══ Extracted entries

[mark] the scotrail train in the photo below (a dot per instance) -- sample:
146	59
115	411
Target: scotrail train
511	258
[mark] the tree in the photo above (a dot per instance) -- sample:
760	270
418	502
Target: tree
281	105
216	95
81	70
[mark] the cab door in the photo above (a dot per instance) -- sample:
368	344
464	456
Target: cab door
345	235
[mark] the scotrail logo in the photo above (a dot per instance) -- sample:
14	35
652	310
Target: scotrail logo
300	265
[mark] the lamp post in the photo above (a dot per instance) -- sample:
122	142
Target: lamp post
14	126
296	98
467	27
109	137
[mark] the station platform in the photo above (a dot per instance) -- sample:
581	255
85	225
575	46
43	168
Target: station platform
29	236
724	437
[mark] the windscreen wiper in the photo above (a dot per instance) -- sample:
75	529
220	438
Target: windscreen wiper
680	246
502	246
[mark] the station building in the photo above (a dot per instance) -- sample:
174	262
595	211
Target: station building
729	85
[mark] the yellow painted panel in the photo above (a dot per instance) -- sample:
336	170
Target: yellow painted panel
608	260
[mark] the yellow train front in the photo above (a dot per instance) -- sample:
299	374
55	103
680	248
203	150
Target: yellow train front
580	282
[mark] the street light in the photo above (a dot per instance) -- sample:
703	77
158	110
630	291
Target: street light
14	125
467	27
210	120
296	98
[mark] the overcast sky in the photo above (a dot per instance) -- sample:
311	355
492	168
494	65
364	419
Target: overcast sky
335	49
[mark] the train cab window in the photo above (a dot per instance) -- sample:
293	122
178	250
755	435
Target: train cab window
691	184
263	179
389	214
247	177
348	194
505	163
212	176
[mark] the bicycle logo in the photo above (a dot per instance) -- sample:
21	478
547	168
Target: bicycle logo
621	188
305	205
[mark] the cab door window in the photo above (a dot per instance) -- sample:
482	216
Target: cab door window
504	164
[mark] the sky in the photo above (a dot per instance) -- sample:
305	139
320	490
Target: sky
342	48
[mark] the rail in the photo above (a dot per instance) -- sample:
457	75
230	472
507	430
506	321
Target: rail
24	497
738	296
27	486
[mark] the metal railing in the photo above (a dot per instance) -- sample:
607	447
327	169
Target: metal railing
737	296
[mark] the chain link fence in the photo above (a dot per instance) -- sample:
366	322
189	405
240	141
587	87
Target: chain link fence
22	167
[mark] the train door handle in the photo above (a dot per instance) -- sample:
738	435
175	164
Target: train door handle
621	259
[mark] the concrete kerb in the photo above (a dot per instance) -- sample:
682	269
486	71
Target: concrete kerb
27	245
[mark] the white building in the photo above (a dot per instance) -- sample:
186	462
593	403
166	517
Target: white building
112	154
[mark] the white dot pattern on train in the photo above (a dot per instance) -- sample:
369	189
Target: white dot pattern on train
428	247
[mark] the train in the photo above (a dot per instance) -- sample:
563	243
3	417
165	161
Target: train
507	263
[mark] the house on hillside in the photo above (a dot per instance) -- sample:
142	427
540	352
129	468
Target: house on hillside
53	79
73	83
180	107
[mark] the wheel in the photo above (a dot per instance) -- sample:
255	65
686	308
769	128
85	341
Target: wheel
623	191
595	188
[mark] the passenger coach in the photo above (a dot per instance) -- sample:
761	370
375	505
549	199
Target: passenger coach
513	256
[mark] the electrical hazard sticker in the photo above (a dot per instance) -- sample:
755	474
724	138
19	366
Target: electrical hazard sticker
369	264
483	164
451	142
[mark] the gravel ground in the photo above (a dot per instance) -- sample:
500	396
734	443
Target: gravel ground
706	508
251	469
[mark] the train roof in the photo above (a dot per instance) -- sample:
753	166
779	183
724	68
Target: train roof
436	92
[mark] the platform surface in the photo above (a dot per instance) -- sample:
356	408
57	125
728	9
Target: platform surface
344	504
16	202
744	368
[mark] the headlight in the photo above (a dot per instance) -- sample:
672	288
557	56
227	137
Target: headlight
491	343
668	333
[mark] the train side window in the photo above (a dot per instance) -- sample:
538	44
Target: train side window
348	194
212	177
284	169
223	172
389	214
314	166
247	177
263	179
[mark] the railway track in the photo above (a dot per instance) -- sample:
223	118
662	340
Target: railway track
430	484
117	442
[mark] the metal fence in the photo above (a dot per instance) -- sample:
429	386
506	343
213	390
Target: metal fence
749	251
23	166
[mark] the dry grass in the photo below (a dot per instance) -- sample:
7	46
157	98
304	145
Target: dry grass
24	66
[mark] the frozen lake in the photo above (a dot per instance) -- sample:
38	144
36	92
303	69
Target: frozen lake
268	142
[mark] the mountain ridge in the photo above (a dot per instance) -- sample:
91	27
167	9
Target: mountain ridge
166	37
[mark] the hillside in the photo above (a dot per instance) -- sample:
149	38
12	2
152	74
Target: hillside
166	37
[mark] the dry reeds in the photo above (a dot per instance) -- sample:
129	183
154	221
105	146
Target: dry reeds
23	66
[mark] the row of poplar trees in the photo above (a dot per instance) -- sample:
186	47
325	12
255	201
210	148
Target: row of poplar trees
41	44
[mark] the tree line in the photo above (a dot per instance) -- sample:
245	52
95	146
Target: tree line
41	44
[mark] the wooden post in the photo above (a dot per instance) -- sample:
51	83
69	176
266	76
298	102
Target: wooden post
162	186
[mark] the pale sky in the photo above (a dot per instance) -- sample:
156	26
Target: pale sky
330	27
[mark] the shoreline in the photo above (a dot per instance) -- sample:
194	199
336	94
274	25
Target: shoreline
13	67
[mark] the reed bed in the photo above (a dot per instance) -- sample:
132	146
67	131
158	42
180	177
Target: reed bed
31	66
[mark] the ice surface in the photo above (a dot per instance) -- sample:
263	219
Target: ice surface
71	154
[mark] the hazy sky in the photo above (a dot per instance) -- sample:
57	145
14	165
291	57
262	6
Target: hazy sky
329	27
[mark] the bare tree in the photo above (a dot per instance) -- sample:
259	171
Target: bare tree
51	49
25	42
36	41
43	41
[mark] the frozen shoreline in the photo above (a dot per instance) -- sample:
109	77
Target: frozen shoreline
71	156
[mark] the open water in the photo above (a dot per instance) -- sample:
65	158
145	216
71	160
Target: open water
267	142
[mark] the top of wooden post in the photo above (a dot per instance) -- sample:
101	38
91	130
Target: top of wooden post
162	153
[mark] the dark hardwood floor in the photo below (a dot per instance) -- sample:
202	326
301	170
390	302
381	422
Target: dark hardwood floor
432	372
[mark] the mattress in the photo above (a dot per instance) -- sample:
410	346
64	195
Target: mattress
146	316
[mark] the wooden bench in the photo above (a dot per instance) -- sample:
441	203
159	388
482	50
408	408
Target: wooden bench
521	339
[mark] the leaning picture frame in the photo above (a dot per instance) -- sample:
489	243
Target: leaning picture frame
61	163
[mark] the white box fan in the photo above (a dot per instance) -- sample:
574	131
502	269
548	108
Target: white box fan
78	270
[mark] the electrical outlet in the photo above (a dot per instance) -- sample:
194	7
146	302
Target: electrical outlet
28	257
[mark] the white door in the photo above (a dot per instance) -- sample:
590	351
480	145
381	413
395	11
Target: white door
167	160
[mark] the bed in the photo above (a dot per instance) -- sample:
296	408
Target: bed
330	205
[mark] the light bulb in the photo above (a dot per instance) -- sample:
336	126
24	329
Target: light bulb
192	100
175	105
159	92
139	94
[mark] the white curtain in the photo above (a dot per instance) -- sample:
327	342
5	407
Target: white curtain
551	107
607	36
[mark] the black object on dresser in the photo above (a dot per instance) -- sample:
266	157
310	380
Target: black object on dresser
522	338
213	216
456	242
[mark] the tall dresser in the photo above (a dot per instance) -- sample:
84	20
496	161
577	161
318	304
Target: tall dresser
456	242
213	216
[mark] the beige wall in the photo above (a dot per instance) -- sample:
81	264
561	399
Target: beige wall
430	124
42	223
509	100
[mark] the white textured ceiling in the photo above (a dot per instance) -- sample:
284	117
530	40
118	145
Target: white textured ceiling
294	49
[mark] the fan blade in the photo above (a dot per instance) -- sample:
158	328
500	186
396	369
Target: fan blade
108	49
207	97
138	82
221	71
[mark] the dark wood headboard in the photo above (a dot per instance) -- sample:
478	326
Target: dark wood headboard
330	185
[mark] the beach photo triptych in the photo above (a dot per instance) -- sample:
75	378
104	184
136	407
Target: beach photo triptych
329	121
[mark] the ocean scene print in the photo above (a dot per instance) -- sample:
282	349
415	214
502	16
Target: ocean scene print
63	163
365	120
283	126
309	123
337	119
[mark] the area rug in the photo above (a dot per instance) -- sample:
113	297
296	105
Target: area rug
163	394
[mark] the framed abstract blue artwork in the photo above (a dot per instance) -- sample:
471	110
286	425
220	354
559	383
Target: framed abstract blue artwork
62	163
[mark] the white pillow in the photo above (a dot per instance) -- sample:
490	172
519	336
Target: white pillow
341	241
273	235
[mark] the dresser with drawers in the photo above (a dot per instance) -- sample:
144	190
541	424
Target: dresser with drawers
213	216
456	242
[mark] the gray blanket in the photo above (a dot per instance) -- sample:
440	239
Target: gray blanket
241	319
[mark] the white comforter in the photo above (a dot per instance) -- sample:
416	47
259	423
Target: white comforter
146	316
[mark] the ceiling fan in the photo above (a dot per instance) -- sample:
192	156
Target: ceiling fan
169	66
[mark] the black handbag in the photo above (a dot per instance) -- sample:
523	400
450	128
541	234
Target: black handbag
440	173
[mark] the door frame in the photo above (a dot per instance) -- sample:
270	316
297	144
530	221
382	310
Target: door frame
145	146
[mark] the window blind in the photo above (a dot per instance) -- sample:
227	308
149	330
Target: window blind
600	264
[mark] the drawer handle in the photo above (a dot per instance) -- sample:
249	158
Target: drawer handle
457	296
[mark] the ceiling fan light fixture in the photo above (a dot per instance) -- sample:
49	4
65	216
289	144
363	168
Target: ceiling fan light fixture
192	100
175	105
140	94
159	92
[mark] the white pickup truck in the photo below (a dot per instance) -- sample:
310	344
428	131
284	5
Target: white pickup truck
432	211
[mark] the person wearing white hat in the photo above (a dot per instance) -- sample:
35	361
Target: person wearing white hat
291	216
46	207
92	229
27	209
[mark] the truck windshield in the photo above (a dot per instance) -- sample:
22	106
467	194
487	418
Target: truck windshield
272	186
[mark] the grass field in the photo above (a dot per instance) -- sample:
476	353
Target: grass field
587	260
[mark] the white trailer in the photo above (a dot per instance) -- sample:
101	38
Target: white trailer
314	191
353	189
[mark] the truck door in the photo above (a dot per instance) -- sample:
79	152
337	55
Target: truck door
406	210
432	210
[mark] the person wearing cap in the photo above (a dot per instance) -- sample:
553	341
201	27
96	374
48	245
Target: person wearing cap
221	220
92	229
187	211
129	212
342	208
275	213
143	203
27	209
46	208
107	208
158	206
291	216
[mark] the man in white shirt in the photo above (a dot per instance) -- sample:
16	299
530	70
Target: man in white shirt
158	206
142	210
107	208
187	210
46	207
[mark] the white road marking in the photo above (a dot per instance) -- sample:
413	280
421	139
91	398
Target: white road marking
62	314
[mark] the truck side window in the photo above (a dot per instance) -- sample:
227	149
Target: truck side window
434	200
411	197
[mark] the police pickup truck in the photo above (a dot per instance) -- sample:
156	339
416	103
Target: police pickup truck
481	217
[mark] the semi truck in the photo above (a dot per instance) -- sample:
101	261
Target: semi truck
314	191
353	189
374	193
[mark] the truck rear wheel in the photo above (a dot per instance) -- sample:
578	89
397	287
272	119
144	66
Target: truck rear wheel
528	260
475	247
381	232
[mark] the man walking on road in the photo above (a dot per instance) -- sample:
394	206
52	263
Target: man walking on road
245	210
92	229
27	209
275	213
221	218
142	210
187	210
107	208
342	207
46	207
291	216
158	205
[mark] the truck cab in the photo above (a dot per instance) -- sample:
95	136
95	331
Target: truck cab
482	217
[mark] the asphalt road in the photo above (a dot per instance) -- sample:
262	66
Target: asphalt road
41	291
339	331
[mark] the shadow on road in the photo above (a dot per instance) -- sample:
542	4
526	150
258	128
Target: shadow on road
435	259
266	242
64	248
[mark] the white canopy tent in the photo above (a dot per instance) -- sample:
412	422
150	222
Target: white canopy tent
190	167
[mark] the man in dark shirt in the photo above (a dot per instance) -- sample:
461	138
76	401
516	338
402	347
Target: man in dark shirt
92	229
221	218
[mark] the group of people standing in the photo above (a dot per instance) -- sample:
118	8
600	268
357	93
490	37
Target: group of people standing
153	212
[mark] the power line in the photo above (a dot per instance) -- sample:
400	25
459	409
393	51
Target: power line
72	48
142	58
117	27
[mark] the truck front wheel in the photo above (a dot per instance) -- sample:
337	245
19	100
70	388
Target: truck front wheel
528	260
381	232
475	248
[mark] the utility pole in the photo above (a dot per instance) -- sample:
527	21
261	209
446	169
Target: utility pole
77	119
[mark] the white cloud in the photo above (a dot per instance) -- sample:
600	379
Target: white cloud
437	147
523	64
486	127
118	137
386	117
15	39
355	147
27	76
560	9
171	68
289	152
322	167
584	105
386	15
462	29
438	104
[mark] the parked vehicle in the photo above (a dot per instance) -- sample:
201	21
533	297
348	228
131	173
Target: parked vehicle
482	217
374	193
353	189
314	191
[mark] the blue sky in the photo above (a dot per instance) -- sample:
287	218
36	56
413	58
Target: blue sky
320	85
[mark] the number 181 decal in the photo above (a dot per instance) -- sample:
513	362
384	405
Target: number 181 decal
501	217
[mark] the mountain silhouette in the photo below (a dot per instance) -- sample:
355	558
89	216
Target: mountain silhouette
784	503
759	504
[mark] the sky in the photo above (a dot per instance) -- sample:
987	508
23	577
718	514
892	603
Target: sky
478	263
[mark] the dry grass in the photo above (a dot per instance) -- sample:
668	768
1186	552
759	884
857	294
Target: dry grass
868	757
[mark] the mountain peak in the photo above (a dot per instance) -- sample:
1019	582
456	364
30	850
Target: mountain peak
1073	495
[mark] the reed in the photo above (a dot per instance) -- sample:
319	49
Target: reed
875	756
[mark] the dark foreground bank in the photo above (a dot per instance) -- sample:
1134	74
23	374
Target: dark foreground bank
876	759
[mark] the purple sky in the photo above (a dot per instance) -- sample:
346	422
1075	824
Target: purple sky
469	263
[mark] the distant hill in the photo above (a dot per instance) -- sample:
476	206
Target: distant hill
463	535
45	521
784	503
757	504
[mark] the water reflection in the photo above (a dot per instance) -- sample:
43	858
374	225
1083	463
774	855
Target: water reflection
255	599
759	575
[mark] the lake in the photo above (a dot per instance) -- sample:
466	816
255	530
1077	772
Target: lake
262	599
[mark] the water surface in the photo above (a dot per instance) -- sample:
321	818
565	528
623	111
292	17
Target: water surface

════

Rewrite everything from the line containing "[mark] the water reflection" down through the last line of the records, requests included, and add 113 to every answer coordinate. Leave the request lines and their sample coordinates as they are.

**Answer in full**
[mark] the water reflection in the photo above (a dot per instance) -- sample:
43	858
374	225
1083	463
774	855
Target: water reflection
368	712
872	688
[mark] the lake in the photo above (a dot per instance) -- sample:
466	816
255	530
1077	772
Target: lake
375	712
[mark] the water surface in the photo above (a dot per instance) -- sample:
321	818
565	528
623	111
292	17
Target: water surface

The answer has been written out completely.